▶ **Problem**: On the basis of the records below, report how many lines contain the word "window". Nothing else should be given.

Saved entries
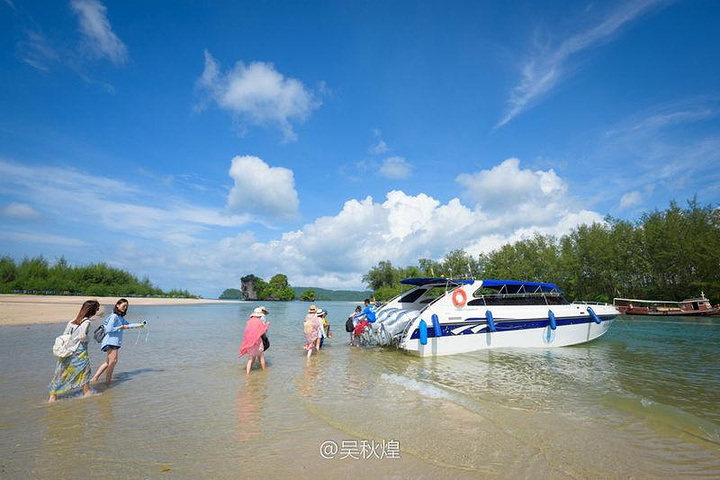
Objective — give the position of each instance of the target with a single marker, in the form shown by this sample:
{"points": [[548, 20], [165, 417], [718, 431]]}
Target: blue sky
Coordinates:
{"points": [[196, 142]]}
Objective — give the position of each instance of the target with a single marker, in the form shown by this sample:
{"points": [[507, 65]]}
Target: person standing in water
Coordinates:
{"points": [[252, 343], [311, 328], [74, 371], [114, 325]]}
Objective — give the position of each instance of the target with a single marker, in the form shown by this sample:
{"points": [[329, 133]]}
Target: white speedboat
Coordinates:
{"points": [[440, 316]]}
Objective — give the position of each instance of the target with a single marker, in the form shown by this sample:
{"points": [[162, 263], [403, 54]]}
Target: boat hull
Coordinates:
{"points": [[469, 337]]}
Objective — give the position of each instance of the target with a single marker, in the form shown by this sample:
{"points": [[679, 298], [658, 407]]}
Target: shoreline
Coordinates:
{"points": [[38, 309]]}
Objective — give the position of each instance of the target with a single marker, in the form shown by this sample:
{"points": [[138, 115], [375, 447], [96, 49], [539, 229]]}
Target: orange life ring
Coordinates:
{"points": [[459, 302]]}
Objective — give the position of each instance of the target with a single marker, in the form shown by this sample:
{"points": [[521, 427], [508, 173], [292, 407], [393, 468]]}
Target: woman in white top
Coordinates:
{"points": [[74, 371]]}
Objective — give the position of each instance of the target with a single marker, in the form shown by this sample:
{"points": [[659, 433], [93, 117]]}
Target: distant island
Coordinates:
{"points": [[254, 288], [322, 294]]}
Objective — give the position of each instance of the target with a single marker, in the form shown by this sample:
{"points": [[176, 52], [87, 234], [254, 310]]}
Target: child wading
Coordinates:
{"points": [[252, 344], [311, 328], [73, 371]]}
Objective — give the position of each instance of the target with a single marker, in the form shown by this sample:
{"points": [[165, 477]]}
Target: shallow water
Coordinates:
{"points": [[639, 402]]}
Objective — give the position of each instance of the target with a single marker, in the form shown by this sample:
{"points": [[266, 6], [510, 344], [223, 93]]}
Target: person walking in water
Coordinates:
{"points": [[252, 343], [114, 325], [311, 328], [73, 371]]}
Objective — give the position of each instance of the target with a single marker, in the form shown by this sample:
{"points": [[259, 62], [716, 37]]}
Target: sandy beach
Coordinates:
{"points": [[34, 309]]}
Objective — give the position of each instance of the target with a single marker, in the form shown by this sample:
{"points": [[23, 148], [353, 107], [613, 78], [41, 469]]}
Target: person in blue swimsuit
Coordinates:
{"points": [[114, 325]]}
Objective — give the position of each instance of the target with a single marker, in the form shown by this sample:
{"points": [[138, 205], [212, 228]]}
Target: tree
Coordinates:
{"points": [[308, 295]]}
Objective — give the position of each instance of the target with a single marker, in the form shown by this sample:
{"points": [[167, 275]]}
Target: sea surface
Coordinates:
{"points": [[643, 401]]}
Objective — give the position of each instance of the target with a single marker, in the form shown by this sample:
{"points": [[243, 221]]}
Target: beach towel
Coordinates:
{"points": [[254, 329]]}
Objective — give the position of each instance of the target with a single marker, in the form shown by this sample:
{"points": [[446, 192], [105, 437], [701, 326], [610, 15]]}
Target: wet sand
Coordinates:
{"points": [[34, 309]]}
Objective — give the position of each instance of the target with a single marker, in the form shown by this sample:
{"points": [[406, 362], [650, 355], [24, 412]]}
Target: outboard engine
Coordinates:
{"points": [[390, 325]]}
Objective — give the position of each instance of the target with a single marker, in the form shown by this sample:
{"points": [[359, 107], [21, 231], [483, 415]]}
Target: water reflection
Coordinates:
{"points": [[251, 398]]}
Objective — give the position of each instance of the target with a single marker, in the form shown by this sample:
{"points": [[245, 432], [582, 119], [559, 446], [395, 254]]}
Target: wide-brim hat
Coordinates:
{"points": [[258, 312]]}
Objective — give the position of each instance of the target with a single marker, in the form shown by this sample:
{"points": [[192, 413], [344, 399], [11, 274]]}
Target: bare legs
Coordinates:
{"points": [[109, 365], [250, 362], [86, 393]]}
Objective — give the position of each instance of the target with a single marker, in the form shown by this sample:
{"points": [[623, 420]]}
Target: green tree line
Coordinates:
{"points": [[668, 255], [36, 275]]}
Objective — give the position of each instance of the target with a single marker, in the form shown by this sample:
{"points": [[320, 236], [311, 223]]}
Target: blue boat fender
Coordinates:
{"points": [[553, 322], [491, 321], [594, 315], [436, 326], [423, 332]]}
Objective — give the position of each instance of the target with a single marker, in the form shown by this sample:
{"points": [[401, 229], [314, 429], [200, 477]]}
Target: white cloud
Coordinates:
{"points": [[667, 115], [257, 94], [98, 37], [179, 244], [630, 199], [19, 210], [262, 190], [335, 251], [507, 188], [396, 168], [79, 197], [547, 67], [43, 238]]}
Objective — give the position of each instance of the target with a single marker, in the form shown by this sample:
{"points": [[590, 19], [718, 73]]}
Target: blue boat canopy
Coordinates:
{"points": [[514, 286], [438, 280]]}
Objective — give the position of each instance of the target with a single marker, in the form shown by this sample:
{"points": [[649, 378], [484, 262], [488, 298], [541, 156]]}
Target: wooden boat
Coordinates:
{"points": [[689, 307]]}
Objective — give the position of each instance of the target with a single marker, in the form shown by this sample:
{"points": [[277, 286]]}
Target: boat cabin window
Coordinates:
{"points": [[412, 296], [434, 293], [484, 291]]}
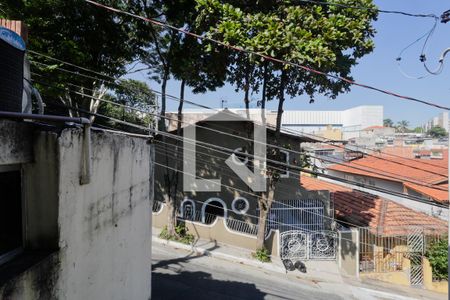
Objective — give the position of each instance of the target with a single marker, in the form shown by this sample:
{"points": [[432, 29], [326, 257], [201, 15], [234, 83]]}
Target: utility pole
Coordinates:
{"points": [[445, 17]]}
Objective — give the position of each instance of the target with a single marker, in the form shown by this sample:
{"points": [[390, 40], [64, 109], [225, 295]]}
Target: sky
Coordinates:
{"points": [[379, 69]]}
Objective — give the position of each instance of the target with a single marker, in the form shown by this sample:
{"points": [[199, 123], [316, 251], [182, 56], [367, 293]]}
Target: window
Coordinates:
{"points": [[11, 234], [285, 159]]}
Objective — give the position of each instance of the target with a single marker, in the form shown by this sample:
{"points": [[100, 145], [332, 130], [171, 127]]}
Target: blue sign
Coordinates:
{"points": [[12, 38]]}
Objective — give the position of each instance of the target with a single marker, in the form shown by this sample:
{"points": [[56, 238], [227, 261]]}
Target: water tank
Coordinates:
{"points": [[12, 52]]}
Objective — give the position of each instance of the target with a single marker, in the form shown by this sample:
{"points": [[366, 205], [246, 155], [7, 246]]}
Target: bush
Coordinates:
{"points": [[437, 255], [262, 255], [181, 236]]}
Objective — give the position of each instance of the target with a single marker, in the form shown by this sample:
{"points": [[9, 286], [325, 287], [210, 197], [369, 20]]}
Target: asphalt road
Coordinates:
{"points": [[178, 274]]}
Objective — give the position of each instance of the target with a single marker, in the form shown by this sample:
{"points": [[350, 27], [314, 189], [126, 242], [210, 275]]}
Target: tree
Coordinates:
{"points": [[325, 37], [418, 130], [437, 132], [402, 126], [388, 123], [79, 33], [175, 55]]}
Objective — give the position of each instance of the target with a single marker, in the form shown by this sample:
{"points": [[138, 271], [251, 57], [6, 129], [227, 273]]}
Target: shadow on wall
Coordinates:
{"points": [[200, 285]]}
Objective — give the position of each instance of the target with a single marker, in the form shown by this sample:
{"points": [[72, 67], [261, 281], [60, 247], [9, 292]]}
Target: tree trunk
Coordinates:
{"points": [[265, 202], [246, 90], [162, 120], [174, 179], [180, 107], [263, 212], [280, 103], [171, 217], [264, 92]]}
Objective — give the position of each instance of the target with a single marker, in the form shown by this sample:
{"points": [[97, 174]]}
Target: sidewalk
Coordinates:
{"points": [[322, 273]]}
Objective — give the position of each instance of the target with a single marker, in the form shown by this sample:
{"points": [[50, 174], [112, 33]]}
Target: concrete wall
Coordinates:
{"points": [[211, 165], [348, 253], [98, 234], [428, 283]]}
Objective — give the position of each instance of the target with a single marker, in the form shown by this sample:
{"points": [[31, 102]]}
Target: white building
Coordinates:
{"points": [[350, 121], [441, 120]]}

* * *

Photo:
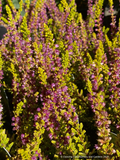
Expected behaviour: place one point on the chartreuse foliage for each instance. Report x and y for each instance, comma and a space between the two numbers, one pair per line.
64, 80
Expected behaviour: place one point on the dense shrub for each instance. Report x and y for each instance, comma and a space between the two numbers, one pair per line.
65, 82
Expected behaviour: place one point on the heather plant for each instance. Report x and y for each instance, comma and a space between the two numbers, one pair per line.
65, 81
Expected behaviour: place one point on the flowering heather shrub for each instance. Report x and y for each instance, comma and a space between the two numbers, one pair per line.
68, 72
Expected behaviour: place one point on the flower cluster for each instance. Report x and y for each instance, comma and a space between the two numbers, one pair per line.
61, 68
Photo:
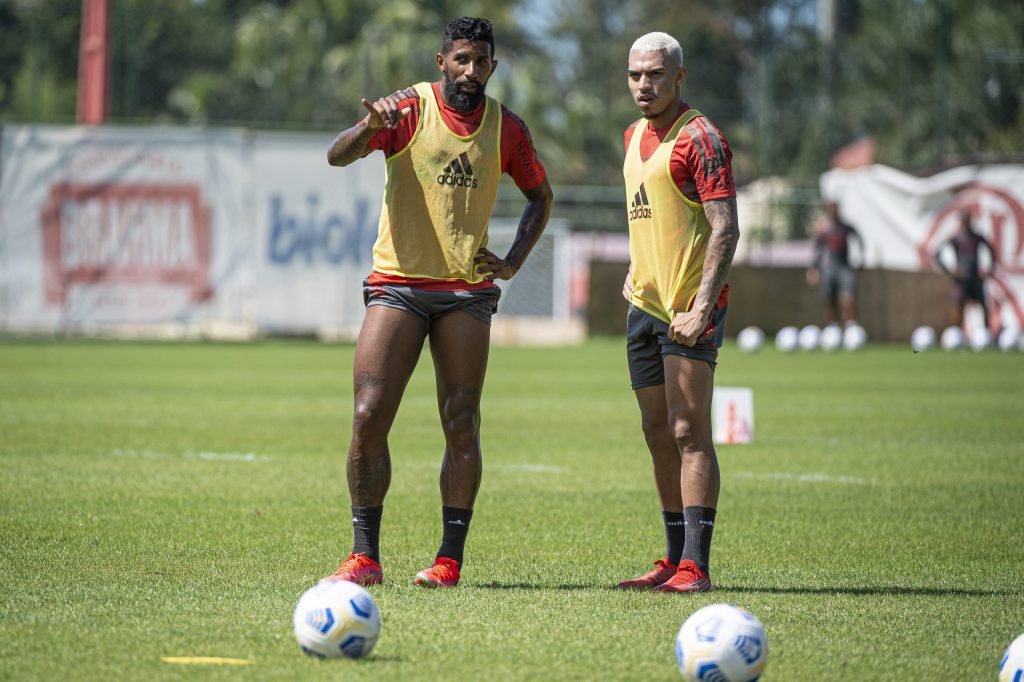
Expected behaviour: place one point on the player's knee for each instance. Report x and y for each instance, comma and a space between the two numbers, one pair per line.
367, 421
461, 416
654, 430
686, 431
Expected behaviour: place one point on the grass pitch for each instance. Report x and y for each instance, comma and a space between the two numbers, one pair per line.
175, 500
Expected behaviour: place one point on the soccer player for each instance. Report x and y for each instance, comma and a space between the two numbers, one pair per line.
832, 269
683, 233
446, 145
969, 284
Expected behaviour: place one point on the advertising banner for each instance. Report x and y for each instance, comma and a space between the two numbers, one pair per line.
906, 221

▶ **Your response**: 2